• [TASK DIRECTIONS]
No record may be omitted; give all of them again exactly.

• [STUDY MATERIAL]
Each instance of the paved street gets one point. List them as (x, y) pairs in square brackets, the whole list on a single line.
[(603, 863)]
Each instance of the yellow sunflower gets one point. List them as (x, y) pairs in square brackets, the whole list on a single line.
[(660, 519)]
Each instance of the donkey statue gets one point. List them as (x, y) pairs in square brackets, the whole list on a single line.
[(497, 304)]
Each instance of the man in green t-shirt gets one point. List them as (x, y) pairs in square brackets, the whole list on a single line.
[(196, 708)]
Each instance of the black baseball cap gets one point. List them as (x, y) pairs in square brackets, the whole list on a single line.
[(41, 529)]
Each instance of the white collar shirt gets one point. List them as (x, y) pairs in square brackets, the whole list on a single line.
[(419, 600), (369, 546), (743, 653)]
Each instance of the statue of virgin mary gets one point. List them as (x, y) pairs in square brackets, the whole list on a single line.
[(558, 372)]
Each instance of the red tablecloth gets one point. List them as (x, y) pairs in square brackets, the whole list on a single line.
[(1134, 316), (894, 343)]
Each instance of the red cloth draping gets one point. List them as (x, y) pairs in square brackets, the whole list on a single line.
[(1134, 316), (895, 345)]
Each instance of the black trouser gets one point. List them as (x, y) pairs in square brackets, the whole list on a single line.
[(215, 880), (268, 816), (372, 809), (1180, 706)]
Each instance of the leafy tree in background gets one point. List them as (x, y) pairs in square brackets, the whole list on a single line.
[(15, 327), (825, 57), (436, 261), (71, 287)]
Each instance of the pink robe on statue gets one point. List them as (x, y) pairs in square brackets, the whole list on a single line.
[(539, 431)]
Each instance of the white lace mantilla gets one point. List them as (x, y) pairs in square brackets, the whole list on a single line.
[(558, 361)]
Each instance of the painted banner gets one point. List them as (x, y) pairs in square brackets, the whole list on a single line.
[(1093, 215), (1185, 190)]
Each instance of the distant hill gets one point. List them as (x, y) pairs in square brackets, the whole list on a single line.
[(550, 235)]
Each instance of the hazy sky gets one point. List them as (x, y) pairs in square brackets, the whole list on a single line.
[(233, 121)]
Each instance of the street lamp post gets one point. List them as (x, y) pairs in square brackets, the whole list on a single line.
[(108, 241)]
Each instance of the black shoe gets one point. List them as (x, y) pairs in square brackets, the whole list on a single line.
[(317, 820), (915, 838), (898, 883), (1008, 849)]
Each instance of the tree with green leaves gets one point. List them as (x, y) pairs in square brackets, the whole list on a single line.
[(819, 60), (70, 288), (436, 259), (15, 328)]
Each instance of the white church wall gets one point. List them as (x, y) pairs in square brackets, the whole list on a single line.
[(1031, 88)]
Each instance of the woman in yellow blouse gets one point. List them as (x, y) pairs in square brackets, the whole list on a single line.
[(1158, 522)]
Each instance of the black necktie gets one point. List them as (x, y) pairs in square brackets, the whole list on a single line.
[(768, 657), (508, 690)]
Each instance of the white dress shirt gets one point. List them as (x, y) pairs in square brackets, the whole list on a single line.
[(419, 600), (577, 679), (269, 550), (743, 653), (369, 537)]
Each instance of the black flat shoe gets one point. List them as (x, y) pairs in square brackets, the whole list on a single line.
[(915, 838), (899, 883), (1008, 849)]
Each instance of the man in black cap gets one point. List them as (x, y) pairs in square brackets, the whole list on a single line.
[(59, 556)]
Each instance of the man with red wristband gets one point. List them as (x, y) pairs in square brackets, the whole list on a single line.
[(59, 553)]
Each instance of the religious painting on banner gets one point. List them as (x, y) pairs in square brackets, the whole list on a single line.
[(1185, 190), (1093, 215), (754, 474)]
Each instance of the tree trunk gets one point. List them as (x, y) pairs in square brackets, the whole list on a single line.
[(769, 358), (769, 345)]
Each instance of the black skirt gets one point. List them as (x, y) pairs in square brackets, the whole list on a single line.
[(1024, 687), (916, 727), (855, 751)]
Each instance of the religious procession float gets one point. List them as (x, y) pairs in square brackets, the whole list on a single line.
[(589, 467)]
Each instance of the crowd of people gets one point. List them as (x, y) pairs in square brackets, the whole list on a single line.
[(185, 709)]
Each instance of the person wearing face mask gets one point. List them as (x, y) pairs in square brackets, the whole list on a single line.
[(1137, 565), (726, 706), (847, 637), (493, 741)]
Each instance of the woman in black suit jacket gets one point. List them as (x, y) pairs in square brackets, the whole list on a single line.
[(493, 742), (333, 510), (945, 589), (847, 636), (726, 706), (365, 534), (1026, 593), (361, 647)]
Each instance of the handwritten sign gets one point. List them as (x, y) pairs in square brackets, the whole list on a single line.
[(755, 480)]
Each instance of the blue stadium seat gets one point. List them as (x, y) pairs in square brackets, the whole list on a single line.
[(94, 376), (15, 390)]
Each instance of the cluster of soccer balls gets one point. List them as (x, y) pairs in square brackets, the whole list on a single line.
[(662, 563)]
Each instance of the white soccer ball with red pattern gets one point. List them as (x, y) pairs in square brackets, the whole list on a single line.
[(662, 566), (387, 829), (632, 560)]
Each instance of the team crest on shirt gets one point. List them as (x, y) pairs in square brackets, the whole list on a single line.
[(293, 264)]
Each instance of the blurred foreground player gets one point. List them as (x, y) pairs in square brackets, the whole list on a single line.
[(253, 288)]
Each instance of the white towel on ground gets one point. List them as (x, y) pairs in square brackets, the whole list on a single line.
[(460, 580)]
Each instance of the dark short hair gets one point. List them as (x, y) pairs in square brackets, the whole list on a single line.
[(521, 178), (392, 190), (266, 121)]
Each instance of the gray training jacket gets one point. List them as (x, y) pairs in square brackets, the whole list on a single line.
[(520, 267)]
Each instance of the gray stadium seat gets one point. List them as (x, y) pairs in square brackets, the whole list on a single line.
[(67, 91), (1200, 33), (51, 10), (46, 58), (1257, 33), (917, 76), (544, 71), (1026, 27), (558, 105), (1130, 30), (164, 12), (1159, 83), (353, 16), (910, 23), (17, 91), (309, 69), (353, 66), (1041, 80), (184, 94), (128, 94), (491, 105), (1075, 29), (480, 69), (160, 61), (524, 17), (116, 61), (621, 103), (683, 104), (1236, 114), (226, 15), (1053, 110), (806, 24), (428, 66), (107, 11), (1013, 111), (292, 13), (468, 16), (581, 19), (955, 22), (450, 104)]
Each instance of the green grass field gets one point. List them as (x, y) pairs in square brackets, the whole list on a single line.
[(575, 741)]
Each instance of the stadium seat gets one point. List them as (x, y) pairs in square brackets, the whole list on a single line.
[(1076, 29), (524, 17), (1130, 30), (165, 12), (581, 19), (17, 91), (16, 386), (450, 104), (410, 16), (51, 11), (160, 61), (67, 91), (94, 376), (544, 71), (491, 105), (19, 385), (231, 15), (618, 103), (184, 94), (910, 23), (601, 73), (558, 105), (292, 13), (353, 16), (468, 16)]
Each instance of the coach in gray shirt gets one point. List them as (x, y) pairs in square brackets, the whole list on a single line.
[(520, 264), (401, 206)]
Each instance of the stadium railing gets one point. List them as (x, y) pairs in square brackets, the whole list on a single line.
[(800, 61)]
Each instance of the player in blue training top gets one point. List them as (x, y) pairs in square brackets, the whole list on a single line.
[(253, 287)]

• [TASK RESPONSE]
Each instance of the paved street gets one point. List them as (x, y) pairs in square brackets, the whole list on a single line.
[(603, 863)]
Each instance of the yellow sunflower gets one point. List them as (x, y) pairs in square brackets, the whole list on a single line.
[(660, 519)]
Each instance of the donkey statue gets one point. List them as (x, y) pairs in square brackets, the whole list on a single line.
[(497, 304)]
Each instance of the man in green t-shirt gets one point. List them as (x, y) pairs in square brackets, the whole list on a single line.
[(196, 708)]
Each instance of the black baseball cap gets one point. List them as (x, y) pairs in square brackets, the whole list on a single line.
[(41, 529)]
Each instance of the white collar shirt gets one point. List them as (x, y) pairs in square brackets, the whole list on a single line.
[(419, 600), (369, 546), (743, 653)]
Each instance of the statue of virgin mary gets one point. List them as (x, y) pairs in square brackets, the whole list on a single line.
[(558, 372)]
Each instance of the red tablecloth gets one point. List them as (x, y) pairs in square brackets, the whole list on a single line.
[(1134, 316), (894, 343)]
Each instance of the red cloth draping gets one point. List them as (x, y) pairs in square brackets, the whole list on a single line.
[(1134, 316), (895, 345)]
Each instance of the black trouser gets one point. List them as (x, y) pairs in square brackets, the whole list on a single line.
[(215, 880), (268, 816), (372, 809), (1180, 706)]
Each instance of the leafy tree in background gets one point. List them as (x, y) pairs in square brackets, the whole list on a single line.
[(15, 327), (825, 57), (436, 261), (71, 287)]
Each instance of the pink robe on statue gets one point. List them as (x, y) pairs in square brackets, the whole list on a single line.
[(539, 431)]
Each instance of the white lace mantilla gets one point. List them as (x, y) pairs in square brackets, the whole list on a single line.
[(558, 361)]
Each instance of the painted banner gets one point. List them as (x, y) pairs in square brackets, the whole list on a single line.
[(1093, 215), (1185, 190)]
Each instance of the distant hill gets one point. List them as (x, y) pairs in square brackets, the whole list on a single line.
[(550, 235)]
Each instance of the hazy sky gets one point. List them as (x, y) pairs in square brackets, the whole list on a single line.
[(233, 121)]
Each instance of the street lamp post gets one point. List them as (x, y) pairs in square brackets, the whole list on a single line.
[(108, 241)]
Each instance of the black shoe gets one point. List them as (x, y) pairs in square brackets, the whole list on a single line.
[(317, 820), (915, 838), (898, 883), (1008, 849)]
Each instance of the tree with green leaves gets one point. List them as (x, y) pairs in square brackets, the whole list on a single line.
[(819, 60), (70, 288), (436, 259), (15, 328)]
Each instance of the white church wall gets one point. List them as (x, y) pairs in square brackets, the whole list on a single line.
[(1031, 88)]
Each instance of the woman in yellow blouse gets one point. List them as (x, y) pairs in square brackets, the whole list on a single line.
[(1158, 522)]
Each instance of the black necktie gets one point. List them as (x, y) pairs in square brackets, the whole list on a single line.
[(768, 657), (508, 690)]
Each instance of the white dress shirt gets one point. List them as (x, y) pairs in square brackets, the whole list on a single line.
[(419, 600), (577, 679), (269, 550), (743, 653), (369, 537)]
Each instance of the black flat shoe gets one point. List them as (x, y) pairs in square brackets, the whole list on a single line.
[(915, 838), (899, 883), (1008, 849)]
Each instance of the man in black cap gets one point. List them as (x, y) pairs in square brackets, the whole list on a single line.
[(59, 556)]
Each instance of the man with red wristband gets one point. List them as (x, y) pairs in square brackets, the whole list on a single line.
[(59, 553)]
Each instance of the religious painting on banner gets one point. List them as (x, y) pairs in square brackets, the whole list on a single line.
[(1185, 190), (1093, 215), (754, 474)]
Each instance of the tree trunk gets one point. List them as (x, y) pairs in square brackets, the whole list on a single line.
[(769, 358), (769, 345)]
Each instance of the black skirt gets one point. List them as (x, y) pairs in square brackets, the whole list on a single line.
[(1024, 687), (916, 727), (855, 751)]
Each instance of the religious procession float gets one point. List them as (x, y) pairs in square brackets, the whole list on a single line.
[(589, 467)]
Each instance of the crowd of people gets one point. List them as (x, y) pairs in square brackets, the whole list on a single line.
[(185, 709)]
Each instance of the person wearing face mask gets one point. List them as (x, y) pairs in square brackets, the whole list on a single line.
[(1137, 565), (726, 706), (847, 637), (493, 741)]
Each instance of the woman in black suit jacket gets one point. List them as (x, y) pairs in square brackets, the whole list on a single line.
[(493, 742), (333, 510), (945, 589), (847, 636), (726, 706), (365, 534), (1026, 593), (361, 647)]
Each instance of the handwritten sign gets one point. List them as (x, y) pairs in square brackets, the whole list on a single line.
[(755, 480)]
Each instance of the blue stadium seat gets one point. List them as (x, y) pairs in square brackets, the whole list on a single line.
[(94, 376), (15, 390)]
Each instance of the cluster of soccer balls gets one point. List them as (x, y) pairs in square brackets, the whole list on a single line.
[(662, 563)]
Each instance of the white soccer ball with red pattern gets one point. List them as (x, y) pairs in square brackets, the whole list on a single line.
[(662, 566), (387, 829), (632, 560)]
Each instance of the team crest on shirt gets one point. List them as (x, y) pairs in square brackets, the whole list on a single line.
[(293, 264)]
Each instance of the blurred foreground player gets one point. List them as (x, y) pairs in square brackets, the whole list on a single line.
[(253, 288)]
Each instance of the white towel on ground gets one point. List them as (x, y) pairs in square brackets, the whole list on a single line.
[(460, 580)]
Each instance of the dark short hair gets one point. List them as (x, y) pairs in square brackets, the whole list on a single line.
[(521, 178), (392, 190), (266, 121)]
Each instance of the gray training jacket gets one point. List them as (x, y) pairs in square brackets, the whole list on a single line.
[(520, 267)]
Each instance of the gray stadium seat gets one point. List them as (x, y) pairs in square brackets, the whole list on a single line.
[(67, 91), (1200, 33), (51, 10), (46, 58), (1257, 33), (917, 76), (544, 71), (1026, 27), (558, 105), (1130, 30), (164, 12), (1159, 83), (353, 16), (910, 23), (17, 91), (309, 69), (353, 66), (1041, 80), (184, 94), (128, 94), (491, 105), (1075, 29), (480, 69), (160, 61), (524, 17), (116, 61), (621, 103), (683, 104), (1236, 114), (226, 15), (1053, 110), (806, 24), (428, 66), (107, 11), (1013, 111), (292, 13), (468, 16), (581, 19), (955, 22), (450, 104)]
Each instance of the green grass field gets one point. List them as (x, y) pairs in square brackets, the whole list on a single line.
[(575, 741)]
Each instance of the stadium seat gets one point. List them as (x, y) pairs in square brackets, the whole list on a single line.
[(1076, 29), (524, 17), (1130, 30), (165, 12), (581, 19), (17, 91), (16, 386), (450, 104), (410, 16), (51, 11), (160, 61), (67, 91), (94, 376), (544, 71), (491, 105), (19, 385), (231, 15), (618, 103), (184, 94), (910, 23), (601, 73), (558, 105), (292, 13), (353, 16), (468, 16)]
Each instance of the coach in gray shirt gets one point. List them as (x, y) pairs in square brackets, the whole list on a single line.
[(520, 264), (401, 206)]
Each instance of the stadium railing gets one point. List them as (x, y) pairs in square brackets, the whole list on a single line.
[(800, 61)]
Each instance of the player in blue training top gets one point. List them as (x, y) pairs in square brackets, the whole list on a single line.
[(253, 287)]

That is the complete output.